— CONSIGNES —
**a)** Recopiez le passage du texte sur les réfugiés syriens qui commence à « Rien qu’en 2014, le Liban » et se termine à « qu’un début ! ».
**b)** Rédigez la suite du texte sur les réfugiés syriens, à partir de sa dernière phrase.

— TEXTE FOURNI —
=======

En septembre, le HCR avait décompté 11,7 millions de réfugiés issus de Syrie, soit la moitié de la population du pays, un niveau rarement égalé dans l’histoire.

Rien qu’en 2014, le Liban avait accueilli 1,2 millions de réfugiés, soit une personne sur cinq habitants, la Turquie 1,9 millions et la Jordanie, 650 000. Seule une petite partie est arrivée en Europe de l’Ouest même si elle a gonflé significativement depuis début 2015, se montant maintenant à plus de 350 000 personnes. A-t-on aidé ces pays à accueillir tous ces réfugiés ?

Voir “Vers quels pays fuient les réfugiés syriens ?” paru dans Courrier International qui fait référence à une étude de Amnesty International, ainsi que “Comprendre la crise des migrants en Europe en cartes, graphiques et vidéos” et dans “Le nombre de migrants et de réfugiés a explosé au XXIe siècle dans le monde” publiés dans Le Monde. Et ce n’est qu’un début !

=======

— LISTE DES LIGNES —
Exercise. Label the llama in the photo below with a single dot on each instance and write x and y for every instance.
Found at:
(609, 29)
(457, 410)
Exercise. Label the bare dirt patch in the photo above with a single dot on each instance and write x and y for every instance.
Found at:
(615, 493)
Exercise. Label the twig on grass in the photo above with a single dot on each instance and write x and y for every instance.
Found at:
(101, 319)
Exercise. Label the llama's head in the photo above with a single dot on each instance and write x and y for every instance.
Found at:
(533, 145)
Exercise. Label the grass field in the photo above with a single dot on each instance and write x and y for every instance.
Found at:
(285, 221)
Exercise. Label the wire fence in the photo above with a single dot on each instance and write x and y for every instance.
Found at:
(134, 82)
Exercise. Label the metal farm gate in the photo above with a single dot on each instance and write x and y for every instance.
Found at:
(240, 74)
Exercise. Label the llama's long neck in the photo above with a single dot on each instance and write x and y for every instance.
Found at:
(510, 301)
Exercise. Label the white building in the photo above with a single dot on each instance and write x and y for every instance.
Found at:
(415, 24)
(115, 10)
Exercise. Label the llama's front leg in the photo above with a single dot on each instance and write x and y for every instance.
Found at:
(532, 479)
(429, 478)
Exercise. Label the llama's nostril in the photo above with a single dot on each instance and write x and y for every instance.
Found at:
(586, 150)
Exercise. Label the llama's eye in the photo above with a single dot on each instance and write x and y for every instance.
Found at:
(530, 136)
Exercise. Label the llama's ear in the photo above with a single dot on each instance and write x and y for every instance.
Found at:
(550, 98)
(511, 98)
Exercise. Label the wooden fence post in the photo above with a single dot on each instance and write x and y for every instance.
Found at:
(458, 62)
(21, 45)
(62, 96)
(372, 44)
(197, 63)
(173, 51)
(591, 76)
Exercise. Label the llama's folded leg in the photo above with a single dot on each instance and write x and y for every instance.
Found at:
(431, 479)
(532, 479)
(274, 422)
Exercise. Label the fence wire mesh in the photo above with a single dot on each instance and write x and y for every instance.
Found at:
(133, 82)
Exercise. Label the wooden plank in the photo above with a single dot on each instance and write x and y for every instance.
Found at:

=======

— RÉPONSES —
**a)**
Rien qu’en 2014, le Liban avait accueilli 1,2 millions de réfugiés, soit une personne sur cinq habitants, la Turquie 1,9 millions et la Jordanie, 650 000. Seule une petite partie est arrivée en Europe de l’Ouest même si elle a gonflé significativement depuis début 2015, se montant maintenant à plus de 350 000 personnes. A-t-on aidé ces pays à accueillir tous ces réfugiés ?

Voir “Vers quels pays fuient les réfugiés syriens ?” paru dans Courrier International qui fait référence à une étude de Amnesty International, ainsi que “Comprendre la crise des migrants en Europe en cartes, graphiques et vidéos” et dans “Le nombre de migrants et de réfugiés a explosé au XXIe siècle dans le monde” publiés dans Le Monde. Et ce n’est qu’un début !

**b)**
Les énergies fossiles

Le pétrole et le gaz sont les drogues de l’occident mais les poisons politiques des pays d’où ils sont extraits. Ils sont surtout exploités par une classe dirigeante corrompue et féodale qui dispose d’un pouvoir lié à une économie de la rente. Elle exploite des ressources fossiles mais ne l’extrait même pas elle-même, s’appuyant sur les groupes pétroliers occidentaux, bien contents de s’approvisionner à bon compte et de tirer les ficelles de la géopolitique locale.

Ces pays sont parfois aussi ségrégationnistes que l’Afrique du Sud de l’Apartheid, les travailleurs immigrés provenant d’Asie du Sud-Est disposant de presque autant de droits que les esclaves du Moyen-Age chez les omeyades. 89% des résidents des Emirats sont étrangers !

Le Qatar aurait de son côté alimenté les opposants à Bachar Al Assad pour éviter que l’Iran construise son propre gazoduc accédant à la Méditerranée via l’Irak et la Syrie. Ils exploitent le même gisement de gaz, de part et d’autre du golfe Persique. D’où l’intérêt pour eux de soutenir la rébellion sunnite. Ils avaient initialement négocié avec Bachar Al Assad, qui s’était ensuite rétracté. C’est expliqué dans “Aux origines de Daech, la guerre du pétrole” sur le site de France Info ainsi que dans “La Syrie, otage d’une bataille pour l’énergie”.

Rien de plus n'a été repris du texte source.